Exercises
**A.** Answer these questions from the Collate SQL Lineage page, one answer per line, marked to match:
(i) What version is the library currently at?
(ii) Which class replaced direct function calls for lineage analysis in version 2.0.0?
(iii) What command installs the library?
**B.** In the Collate SQL Lineage page, shorten the paragraph that begins "Collate SQL Lineage is a Python tool" while keeping its main facts.
**C.** Continue the Collate SQL Lineage page from the point where it stops.

Provided passage
----------
Collate SQL Lineage
Collate SQL Lineage is a Python tool designed to analyze SQL statements and extract their data lineage, mapping relationships between tables and columns. It builds upon `sqllineage` for core lineage parsing and `sqlfluff` for robust SQL parsing and linting. The library provides a programmatic interface for integrating lineage analysis into data governance, compliance, and impact analysis workflows. It is currently at version 2.1.0 and maintains an active development and release cadence.
Warnings
- breaking Version 2.0.0 introduced a significant API refactor, deprecating direct function calls for lineage analysis in favor of the `CollateSQLLineageRunner` class. Code written for versions prior to 2.0.0 will no longer work.
- gotcha Lineage extraction relies on `sqllineage` and `sqlfluff`, which may have limitations in fully parsing highly complex, non-standard, or niche SQL dialects. Edge cases or unsupported syntax might lead to incomplete or incorrect lineage results.
- gotcha While `collate-sqllineage` specifies dependency versions (`sqllineage`, `sqlfluff`), future updates to these underlying libraries might introduce subtle breaking changes in parsing behavior or output format that could impact lineage results, even if `collate-sqllineage`'s direct API remains stable.
Install
-
pip install collate-sqllineage
Imports
- CollateSQLLineageRunner
from collate_sqllineage.runner import CollateSQLLineageRunner
Quickstart
from collate_sqllineage.runner import CollateSQLLineageRunner
# Example SQL statement to analyze
sql_statement = """
----------
Supplied data
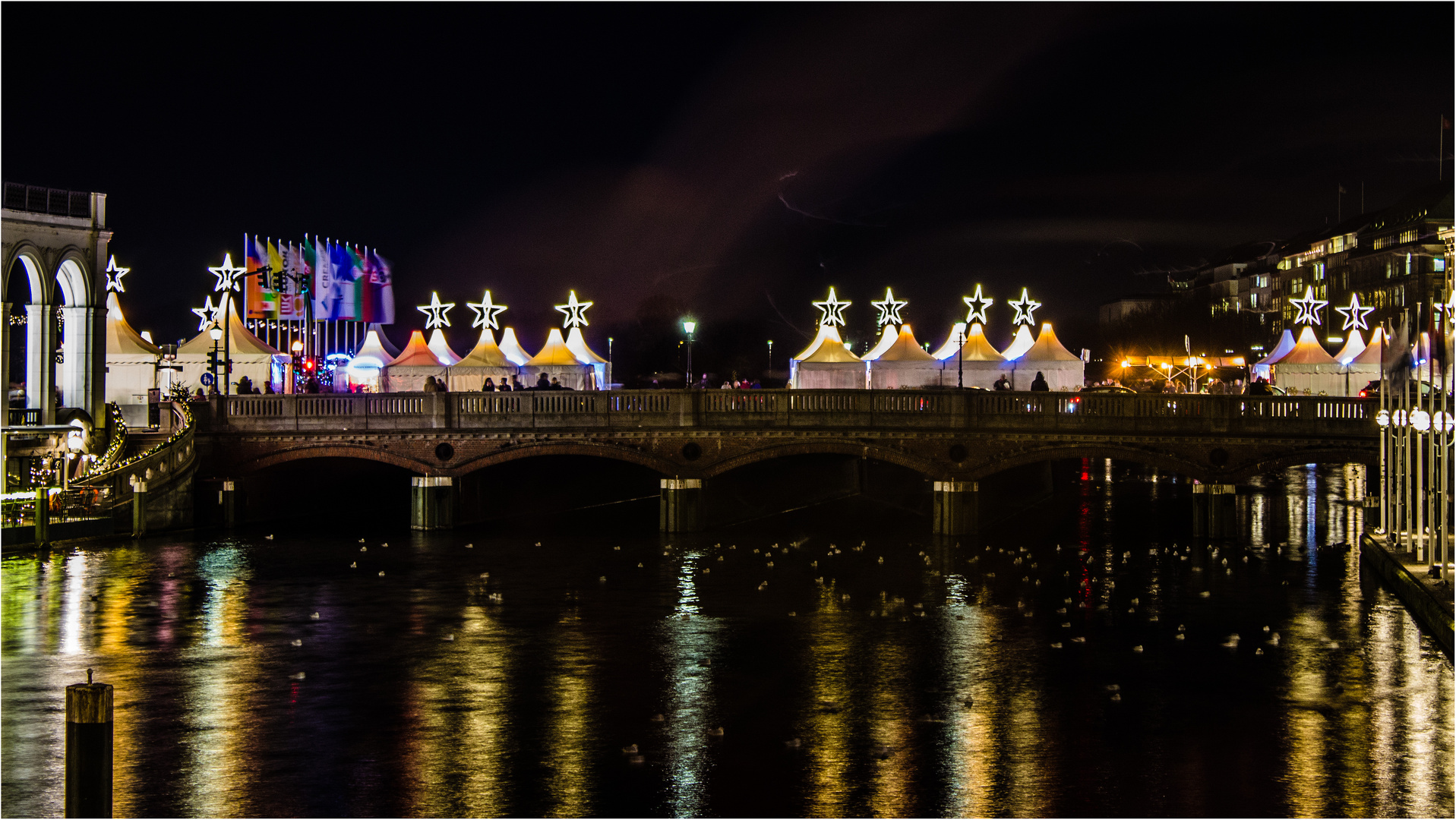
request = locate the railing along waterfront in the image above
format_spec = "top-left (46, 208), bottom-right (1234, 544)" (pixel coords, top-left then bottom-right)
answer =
top-left (213, 390), bottom-right (1377, 437)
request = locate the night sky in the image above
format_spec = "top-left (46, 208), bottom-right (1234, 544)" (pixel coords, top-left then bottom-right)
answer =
top-left (0, 3), bottom-right (1456, 377)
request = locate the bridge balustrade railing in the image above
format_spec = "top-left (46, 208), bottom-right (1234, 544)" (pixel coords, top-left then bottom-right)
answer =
top-left (221, 390), bottom-right (1373, 434)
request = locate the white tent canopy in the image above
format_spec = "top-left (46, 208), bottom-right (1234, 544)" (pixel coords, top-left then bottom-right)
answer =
top-left (450, 328), bottom-right (520, 390)
top-left (176, 293), bottom-right (289, 390)
top-left (938, 322), bottom-right (1010, 390)
top-left (106, 293), bottom-right (162, 405)
top-left (865, 323), bottom-right (940, 390)
top-left (1010, 322), bottom-right (1086, 390)
top-left (378, 330), bottom-right (446, 393)
top-left (789, 325), bottom-right (865, 390)
top-left (521, 328), bottom-right (599, 390)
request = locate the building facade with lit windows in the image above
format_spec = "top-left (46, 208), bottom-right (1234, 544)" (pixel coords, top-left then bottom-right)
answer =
top-left (1272, 184), bottom-right (1451, 339)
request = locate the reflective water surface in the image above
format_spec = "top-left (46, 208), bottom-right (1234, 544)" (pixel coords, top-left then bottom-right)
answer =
top-left (0, 460), bottom-right (1453, 817)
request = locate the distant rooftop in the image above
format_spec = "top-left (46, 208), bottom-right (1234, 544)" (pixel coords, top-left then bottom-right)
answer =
top-left (3, 182), bottom-right (100, 220)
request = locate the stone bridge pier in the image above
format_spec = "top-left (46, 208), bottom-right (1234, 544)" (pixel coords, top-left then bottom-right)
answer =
top-left (198, 390), bottom-right (1377, 538)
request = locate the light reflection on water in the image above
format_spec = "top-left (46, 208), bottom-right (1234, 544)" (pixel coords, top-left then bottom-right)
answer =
top-left (0, 463), bottom-right (1453, 815)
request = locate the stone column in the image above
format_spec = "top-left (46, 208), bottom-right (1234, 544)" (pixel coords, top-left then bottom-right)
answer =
top-left (1192, 484), bottom-right (1237, 538)
top-left (409, 475), bottom-right (454, 530)
top-left (658, 478), bottom-right (703, 533)
top-left (932, 481), bottom-right (980, 536)
top-left (62, 308), bottom-right (98, 421)
top-left (25, 304), bottom-right (55, 424)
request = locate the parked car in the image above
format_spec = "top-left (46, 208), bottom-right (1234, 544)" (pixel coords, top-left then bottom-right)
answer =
top-left (1360, 379), bottom-right (1435, 399)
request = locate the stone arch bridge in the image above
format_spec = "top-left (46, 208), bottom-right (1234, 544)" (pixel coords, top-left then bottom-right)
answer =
top-left (198, 390), bottom-right (1379, 533)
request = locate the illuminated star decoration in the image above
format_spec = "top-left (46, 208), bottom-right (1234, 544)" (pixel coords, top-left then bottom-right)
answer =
top-left (1289, 287), bottom-right (1338, 325)
top-left (867, 287), bottom-right (910, 326)
top-left (207, 254), bottom-right (248, 293)
top-left (106, 257), bottom-right (131, 293)
top-left (1007, 289), bottom-right (1041, 325)
top-left (556, 292), bottom-right (591, 330)
top-left (465, 292), bottom-right (505, 330)
top-left (961, 285), bottom-right (996, 325)
top-left (415, 292), bottom-right (454, 330)
top-left (1335, 293), bottom-right (1375, 330)
top-left (814, 289), bottom-right (853, 328)
top-left (192, 294), bottom-right (221, 332)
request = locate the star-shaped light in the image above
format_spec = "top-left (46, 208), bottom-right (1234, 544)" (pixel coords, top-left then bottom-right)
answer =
top-left (961, 285), bottom-right (996, 325)
top-left (867, 287), bottom-right (910, 326)
top-left (415, 292), bottom-right (454, 330)
top-left (106, 257), bottom-right (131, 293)
top-left (1289, 287), bottom-right (1338, 325)
top-left (1335, 293), bottom-right (1375, 330)
top-left (192, 293), bottom-right (221, 332)
top-left (465, 292), bottom-right (505, 330)
top-left (207, 254), bottom-right (248, 293)
top-left (1007, 289), bottom-right (1041, 325)
top-left (556, 292), bottom-right (591, 330)
top-left (814, 289), bottom-right (853, 328)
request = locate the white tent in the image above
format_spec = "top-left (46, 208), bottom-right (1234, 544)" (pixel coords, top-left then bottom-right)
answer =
top-left (936, 322), bottom-right (1012, 390)
top-left (430, 328), bottom-right (460, 367)
top-left (1251, 328), bottom-right (1294, 379)
top-left (1010, 322), bottom-right (1086, 390)
top-left (1002, 325), bottom-right (1037, 361)
top-left (378, 330), bottom-right (446, 393)
top-left (865, 323), bottom-right (940, 390)
top-left (521, 328), bottom-right (597, 390)
top-left (345, 325), bottom-right (395, 393)
top-left (1272, 325), bottom-right (1345, 396)
top-left (501, 328), bottom-right (532, 367)
top-left (789, 325), bottom-right (865, 390)
top-left (176, 294), bottom-right (289, 392)
top-left (106, 293), bottom-right (162, 410)
top-left (450, 328), bottom-right (520, 390)
top-left (861, 325), bottom-right (900, 361)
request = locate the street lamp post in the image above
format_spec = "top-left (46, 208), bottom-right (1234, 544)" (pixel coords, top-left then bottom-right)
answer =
top-left (683, 319), bottom-right (697, 387)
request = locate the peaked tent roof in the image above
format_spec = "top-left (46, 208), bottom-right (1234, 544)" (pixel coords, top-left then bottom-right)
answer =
top-left (1277, 325), bottom-right (1338, 364)
top-left (867, 323), bottom-right (935, 361)
top-left (354, 326), bottom-right (395, 367)
top-left (389, 330), bottom-right (441, 367)
top-left (106, 293), bottom-right (161, 361)
top-left (1254, 328), bottom-right (1294, 367)
top-left (794, 325), bottom-right (864, 363)
top-left (501, 328), bottom-right (532, 367)
top-left (367, 322), bottom-right (399, 361)
top-left (567, 328), bottom-right (607, 364)
top-left (861, 325), bottom-right (900, 361)
top-left (524, 328), bottom-right (581, 367)
top-left (939, 322), bottom-right (1006, 361)
top-left (1022, 322), bottom-right (1082, 361)
top-left (178, 295), bottom-right (280, 355)
top-left (456, 328), bottom-right (516, 367)
top-left (930, 322), bottom-right (966, 360)
top-left (1345, 328), bottom-right (1385, 364)
top-left (1002, 325), bottom-right (1037, 361)
top-left (1335, 328), bottom-right (1366, 364)
top-left (430, 328), bottom-right (460, 367)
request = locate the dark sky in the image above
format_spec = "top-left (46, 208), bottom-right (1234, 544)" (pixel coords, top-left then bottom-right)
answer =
top-left (0, 3), bottom-right (1456, 370)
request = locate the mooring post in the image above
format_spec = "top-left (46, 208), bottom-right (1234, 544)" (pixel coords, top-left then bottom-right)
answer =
top-left (35, 487), bottom-right (51, 546)
top-left (131, 478), bottom-right (147, 538)
top-left (932, 481), bottom-right (980, 536)
top-left (409, 475), bottom-right (454, 530)
top-left (658, 478), bottom-right (703, 533)
top-left (65, 668), bottom-right (112, 817)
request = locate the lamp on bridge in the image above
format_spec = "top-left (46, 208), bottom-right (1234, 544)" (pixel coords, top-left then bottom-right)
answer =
top-left (683, 319), bottom-right (697, 387)
top-left (207, 322), bottom-right (223, 390)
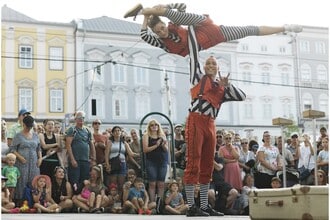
----------
Per-task outputs
**A.**
(i) 2.1.0
(ii) `CollateSQLLineageRunner`
(iii) `pip install collate-sqllineage`

**B.** Collate SQL Lineage is a Python tool that analyzes SQL statements to extract data lineage by mapping relationships between tables and columns. It uses `sqllineage` for core lineage parsing and `sqlfluff` for SQL parsing and linting. It offers a programmatic interface for data governance, compliance, and impact analysis workflows. It is at version 2.1.0 and is actively developed and released.

**C.**
INSERT INTO target_schema.target_table (col_a, col_b)
SELECT
source_schema.source_table_1.col_x,
source_schema.source_table_2.col_y
FROM
source_schema.source_table_1
JOIN
source_schema.source_table_2 ON source_schema.source_table_1.id = source_schema.source_table_2.id
WHERE
source_schema.source_table_1.status = 'active';
"""
# Initialize the runner. Configuration can be passed here (e.g., for verbose logging).
# runner = CollateSQLLineageRunner(config={'verbose': True})
runner = CollateSQLLineageRunner()
# Run the lineage analysis
lineage_result = runner.run(sql=sql_statement)
# Print the extracted lineage information
print("--- Extracted SQL Lineage ---")
print(f"Source Tables: {lineage_result.get('tables', {}).get('source', [])}")
print(f"Target Tables: {lineage_result.get('tables', {}).get('target', [])}")
# The 'lineage_result' dictionary contains more detailed information including columns, statements, etc.
# print(lineage_result)